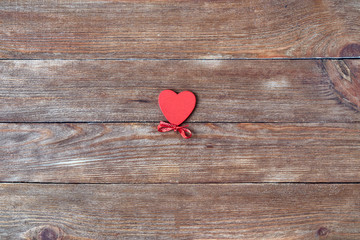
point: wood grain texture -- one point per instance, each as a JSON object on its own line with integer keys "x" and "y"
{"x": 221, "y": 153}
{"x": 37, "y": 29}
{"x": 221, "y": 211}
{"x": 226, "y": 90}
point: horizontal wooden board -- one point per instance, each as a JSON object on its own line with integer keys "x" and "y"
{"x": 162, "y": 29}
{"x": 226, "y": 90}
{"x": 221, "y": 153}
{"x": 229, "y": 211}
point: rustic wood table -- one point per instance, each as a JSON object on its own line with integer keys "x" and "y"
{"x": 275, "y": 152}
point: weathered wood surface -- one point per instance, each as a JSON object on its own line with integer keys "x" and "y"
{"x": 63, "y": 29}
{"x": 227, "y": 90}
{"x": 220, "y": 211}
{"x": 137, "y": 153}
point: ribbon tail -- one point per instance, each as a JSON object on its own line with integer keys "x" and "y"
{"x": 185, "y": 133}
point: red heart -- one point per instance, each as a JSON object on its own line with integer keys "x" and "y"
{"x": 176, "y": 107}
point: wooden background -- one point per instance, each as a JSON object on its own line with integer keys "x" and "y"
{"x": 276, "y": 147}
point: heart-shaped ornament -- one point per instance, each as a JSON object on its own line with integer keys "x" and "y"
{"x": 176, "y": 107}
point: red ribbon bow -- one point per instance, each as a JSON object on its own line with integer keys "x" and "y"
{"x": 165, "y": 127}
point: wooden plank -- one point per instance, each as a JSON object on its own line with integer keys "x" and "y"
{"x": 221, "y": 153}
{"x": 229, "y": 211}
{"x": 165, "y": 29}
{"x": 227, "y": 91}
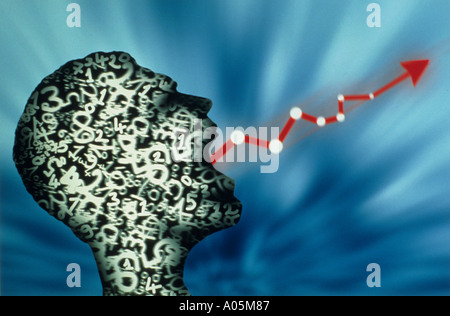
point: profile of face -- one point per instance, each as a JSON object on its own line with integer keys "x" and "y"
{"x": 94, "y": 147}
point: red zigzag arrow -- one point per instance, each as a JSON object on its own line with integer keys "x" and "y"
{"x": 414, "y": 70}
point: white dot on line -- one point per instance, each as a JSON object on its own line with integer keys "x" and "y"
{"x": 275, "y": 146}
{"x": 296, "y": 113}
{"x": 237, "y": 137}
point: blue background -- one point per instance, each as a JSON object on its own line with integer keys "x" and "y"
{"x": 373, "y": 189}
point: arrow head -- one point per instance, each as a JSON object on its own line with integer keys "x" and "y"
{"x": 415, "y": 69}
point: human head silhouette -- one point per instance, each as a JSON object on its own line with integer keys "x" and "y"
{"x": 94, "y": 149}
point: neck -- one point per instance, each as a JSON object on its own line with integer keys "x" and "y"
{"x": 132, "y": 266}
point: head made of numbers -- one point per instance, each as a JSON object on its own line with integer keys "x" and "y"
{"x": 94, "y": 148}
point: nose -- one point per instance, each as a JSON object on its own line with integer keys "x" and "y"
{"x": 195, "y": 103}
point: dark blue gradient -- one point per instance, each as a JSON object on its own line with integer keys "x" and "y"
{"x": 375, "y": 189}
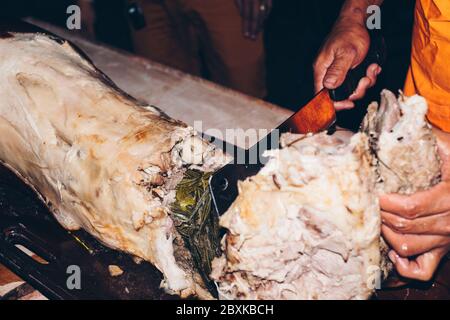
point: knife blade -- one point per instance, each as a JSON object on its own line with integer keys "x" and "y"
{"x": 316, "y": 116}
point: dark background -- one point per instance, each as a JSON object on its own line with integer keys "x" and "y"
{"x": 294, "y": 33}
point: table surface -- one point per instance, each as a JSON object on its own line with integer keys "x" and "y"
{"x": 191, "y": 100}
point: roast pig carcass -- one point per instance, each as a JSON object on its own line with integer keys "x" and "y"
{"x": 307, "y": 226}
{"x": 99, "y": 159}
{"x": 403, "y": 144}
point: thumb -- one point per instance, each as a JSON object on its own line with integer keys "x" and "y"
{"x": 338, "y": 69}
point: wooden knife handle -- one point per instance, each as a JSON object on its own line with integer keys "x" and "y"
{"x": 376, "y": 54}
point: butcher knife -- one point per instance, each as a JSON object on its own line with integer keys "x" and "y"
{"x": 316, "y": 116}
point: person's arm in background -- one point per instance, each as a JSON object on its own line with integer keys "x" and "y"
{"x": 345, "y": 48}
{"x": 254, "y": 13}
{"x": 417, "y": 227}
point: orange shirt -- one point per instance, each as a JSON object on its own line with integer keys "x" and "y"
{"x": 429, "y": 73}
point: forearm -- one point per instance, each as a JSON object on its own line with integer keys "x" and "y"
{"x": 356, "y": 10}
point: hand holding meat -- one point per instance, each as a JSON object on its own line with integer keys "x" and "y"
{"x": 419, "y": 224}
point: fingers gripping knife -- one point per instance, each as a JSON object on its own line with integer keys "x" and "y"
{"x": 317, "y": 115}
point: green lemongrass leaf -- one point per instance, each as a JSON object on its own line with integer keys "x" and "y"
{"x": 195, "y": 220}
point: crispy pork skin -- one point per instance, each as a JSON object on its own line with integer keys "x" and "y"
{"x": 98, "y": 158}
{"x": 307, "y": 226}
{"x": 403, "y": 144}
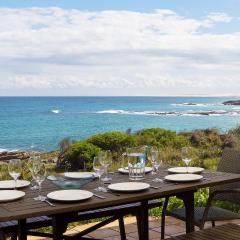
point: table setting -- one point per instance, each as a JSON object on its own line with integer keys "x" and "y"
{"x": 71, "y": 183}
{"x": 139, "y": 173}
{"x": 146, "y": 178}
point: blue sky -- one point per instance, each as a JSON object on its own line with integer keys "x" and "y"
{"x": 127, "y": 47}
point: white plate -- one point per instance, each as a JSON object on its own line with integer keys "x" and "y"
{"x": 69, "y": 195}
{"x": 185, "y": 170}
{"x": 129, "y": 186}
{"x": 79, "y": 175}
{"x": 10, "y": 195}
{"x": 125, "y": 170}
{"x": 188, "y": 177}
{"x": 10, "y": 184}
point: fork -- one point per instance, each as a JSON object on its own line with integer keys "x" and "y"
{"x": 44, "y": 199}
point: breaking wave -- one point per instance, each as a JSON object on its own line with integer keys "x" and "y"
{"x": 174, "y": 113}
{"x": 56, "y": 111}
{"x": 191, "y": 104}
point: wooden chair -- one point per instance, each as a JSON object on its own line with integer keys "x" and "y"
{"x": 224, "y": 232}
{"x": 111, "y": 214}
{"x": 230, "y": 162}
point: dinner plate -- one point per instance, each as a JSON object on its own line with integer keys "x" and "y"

+ + + + + + +

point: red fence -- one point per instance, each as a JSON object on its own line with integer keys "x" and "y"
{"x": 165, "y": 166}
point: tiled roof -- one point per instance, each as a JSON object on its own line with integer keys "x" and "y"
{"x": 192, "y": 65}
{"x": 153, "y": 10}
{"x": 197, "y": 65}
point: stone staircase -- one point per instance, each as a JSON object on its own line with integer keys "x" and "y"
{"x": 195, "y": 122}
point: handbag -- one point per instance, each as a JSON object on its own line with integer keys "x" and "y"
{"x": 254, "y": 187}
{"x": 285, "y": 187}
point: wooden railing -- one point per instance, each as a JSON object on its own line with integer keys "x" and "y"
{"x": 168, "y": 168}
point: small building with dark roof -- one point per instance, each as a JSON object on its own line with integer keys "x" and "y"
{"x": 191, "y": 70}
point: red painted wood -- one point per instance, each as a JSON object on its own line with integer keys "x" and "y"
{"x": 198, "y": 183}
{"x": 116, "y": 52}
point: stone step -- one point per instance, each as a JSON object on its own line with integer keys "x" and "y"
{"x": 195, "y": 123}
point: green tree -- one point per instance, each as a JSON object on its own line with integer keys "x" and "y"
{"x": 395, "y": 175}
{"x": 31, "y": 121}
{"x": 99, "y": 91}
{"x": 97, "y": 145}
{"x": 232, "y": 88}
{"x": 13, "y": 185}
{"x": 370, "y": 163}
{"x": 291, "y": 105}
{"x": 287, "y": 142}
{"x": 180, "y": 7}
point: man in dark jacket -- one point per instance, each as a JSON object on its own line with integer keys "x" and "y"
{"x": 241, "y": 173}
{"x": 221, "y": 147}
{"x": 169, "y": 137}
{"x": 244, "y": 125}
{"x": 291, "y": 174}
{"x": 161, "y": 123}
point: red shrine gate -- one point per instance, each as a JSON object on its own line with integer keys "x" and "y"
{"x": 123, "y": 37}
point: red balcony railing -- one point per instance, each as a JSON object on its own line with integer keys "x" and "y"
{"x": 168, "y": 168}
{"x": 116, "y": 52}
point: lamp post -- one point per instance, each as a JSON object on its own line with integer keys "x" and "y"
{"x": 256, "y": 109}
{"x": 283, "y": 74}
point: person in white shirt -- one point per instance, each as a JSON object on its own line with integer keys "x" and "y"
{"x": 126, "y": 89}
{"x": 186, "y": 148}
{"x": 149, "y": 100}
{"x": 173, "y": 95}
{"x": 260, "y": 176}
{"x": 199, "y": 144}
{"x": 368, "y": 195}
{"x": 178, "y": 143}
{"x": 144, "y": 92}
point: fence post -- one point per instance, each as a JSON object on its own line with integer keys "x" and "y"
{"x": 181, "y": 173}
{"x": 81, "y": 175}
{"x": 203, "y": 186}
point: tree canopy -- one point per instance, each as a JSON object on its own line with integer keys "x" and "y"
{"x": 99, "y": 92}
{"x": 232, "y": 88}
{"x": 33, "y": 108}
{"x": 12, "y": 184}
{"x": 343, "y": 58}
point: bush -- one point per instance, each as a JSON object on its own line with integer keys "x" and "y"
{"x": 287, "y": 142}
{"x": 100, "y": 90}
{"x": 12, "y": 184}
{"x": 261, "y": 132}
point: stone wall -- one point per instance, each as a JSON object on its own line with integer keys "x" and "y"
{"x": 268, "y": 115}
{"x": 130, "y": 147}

+ + + + + + +

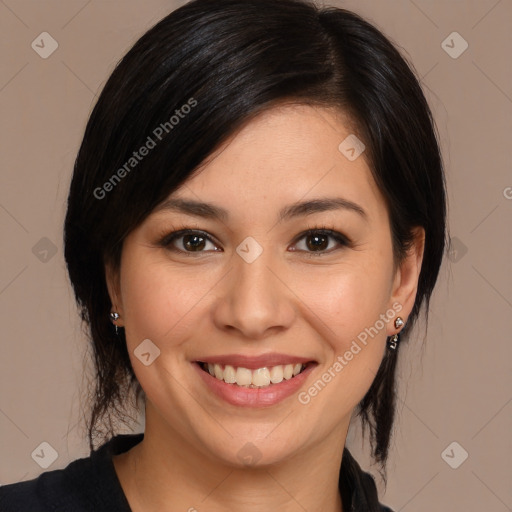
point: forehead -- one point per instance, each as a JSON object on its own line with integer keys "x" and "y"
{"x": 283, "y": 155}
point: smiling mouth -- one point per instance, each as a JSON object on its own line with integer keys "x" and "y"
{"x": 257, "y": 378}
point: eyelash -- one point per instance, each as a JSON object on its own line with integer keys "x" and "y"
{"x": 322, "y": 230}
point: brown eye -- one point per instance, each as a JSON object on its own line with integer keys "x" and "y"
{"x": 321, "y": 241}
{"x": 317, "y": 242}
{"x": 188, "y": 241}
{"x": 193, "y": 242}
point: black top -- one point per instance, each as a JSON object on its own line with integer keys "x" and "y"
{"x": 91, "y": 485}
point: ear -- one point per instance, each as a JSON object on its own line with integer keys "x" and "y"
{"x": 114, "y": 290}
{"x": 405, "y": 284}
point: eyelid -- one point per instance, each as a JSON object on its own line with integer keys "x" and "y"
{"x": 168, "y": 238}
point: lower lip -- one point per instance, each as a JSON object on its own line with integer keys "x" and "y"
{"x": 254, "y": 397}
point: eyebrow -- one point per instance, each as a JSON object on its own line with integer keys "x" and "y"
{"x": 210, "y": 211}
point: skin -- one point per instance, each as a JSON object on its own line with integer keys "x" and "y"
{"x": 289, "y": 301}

+ + + + + + +

#### Goal of the exercise
Could you set down, exactly as written, the lines above between the one holding "point: wooden chair" and the one holding "point: dinner plate", inclusive, and nothing more?

#### Result
point: wooden chair -- one point per instance, each as a JSON object on its own line with integer keys "x" and "y"
{"x": 224, "y": 232}
{"x": 111, "y": 214}
{"x": 230, "y": 162}
point: dinner plate -- one point per instance, each as a JSON object on its own line with integer keys "x" and "y"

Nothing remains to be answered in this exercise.